Collection entries
• • • •

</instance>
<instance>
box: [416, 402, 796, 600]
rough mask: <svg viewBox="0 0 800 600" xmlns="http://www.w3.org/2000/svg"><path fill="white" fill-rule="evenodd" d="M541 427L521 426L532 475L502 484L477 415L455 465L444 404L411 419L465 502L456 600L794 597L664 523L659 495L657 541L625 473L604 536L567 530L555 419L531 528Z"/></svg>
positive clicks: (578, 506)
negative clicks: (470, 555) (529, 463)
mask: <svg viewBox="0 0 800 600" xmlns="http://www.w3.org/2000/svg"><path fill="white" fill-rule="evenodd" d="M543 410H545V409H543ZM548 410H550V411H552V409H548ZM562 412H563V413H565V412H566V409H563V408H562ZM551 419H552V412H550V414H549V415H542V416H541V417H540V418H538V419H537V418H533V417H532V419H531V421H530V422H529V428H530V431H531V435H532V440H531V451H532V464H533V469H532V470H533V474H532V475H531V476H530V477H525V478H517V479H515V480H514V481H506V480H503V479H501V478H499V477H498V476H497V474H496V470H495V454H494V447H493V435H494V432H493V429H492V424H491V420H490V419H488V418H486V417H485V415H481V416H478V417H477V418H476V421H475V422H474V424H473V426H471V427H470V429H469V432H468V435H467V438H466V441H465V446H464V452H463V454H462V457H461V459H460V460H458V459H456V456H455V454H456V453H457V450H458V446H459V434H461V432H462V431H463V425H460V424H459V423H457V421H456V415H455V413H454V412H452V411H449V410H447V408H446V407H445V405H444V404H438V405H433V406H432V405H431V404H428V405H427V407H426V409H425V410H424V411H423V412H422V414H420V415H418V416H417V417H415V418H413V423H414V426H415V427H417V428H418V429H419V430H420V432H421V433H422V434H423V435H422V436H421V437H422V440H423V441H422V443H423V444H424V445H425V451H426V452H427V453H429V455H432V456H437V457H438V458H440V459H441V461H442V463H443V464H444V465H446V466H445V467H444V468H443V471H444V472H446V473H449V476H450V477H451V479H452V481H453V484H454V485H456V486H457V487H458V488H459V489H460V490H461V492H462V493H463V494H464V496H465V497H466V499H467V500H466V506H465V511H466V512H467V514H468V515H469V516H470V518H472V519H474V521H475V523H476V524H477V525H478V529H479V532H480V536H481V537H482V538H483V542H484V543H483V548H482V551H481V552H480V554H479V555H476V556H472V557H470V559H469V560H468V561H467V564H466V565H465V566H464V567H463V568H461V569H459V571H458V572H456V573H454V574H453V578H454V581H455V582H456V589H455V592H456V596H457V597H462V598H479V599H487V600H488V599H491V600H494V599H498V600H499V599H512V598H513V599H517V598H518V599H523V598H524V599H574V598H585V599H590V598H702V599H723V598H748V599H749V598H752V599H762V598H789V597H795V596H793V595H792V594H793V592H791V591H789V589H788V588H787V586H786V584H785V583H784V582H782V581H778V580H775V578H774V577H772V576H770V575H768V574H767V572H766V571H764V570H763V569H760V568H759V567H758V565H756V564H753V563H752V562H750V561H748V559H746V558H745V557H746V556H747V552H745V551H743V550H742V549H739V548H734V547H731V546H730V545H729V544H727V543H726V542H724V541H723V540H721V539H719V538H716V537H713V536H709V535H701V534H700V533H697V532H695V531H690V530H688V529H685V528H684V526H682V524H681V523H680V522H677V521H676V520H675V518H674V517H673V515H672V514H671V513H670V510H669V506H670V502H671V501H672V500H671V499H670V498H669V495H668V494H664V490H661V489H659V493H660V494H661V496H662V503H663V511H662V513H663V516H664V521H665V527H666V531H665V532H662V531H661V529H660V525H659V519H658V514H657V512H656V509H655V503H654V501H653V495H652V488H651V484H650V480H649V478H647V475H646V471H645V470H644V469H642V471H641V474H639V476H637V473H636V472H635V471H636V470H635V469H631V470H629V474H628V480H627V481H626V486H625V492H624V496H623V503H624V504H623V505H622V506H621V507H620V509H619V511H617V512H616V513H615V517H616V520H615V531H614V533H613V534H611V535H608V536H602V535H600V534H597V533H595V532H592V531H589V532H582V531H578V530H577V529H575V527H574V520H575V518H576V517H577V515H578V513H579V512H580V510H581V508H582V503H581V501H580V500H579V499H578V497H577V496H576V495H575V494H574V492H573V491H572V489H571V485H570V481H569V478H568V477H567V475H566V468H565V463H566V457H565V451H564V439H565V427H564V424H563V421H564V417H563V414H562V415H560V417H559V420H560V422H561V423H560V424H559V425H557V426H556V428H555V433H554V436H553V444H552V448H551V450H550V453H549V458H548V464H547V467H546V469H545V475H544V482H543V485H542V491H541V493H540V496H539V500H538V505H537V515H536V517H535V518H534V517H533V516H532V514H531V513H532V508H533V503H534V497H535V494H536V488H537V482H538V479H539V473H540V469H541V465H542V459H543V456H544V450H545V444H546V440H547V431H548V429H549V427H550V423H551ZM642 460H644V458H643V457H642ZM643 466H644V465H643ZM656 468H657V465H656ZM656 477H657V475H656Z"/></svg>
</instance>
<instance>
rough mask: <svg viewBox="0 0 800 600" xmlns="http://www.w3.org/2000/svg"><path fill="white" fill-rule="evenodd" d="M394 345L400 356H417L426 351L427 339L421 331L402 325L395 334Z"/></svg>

• • • •

▶ _Exercise prompt_: Duplicate the data without alteration, beginning with its first line and stopping after the line that contains "positive clicks: (578, 506)", with both of those lines included.

▶ _Reply to the task_:
</instance>
<instance>
box: [416, 402, 796, 600]
rough mask: <svg viewBox="0 0 800 600" xmlns="http://www.w3.org/2000/svg"><path fill="white" fill-rule="evenodd" d="M541 427L521 426L532 475L502 484L477 415L455 465L444 404L411 419L465 502L456 600L794 597L664 523L659 495L657 541L625 473L604 536L567 530L555 419L531 528Z"/></svg>
positive clicks: (578, 506)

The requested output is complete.